• OBJECTIVE:
Which lines in the records below contain the string "black", counting case? Find each one and copy it out in full.

• PROVIDED DATA:
◇ ◇ ◇ ◇

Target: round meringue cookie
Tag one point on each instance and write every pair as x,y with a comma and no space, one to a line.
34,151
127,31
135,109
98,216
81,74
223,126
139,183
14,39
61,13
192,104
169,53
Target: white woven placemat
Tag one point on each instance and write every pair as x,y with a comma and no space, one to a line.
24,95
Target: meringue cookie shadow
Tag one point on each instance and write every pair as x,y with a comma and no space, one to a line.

◇ ◇ ◇ ◇

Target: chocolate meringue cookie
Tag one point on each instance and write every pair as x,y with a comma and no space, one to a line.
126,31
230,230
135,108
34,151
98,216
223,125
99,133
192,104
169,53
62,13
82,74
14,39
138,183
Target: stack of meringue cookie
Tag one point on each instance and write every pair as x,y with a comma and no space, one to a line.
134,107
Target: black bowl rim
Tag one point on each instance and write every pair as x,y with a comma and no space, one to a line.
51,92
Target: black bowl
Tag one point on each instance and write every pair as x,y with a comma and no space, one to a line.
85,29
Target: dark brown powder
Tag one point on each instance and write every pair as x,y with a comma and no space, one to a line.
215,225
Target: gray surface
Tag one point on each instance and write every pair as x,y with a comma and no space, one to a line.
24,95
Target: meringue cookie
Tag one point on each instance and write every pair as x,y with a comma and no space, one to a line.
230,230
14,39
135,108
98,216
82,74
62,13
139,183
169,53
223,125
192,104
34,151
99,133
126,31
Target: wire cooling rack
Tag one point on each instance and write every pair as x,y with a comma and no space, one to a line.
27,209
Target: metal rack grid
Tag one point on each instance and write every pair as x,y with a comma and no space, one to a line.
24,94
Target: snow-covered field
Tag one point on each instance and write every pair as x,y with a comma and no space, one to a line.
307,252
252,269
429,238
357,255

◇ ◇ ◇ ◇

• THE ANSWER:
Target: black bowl rim
Target: black bowl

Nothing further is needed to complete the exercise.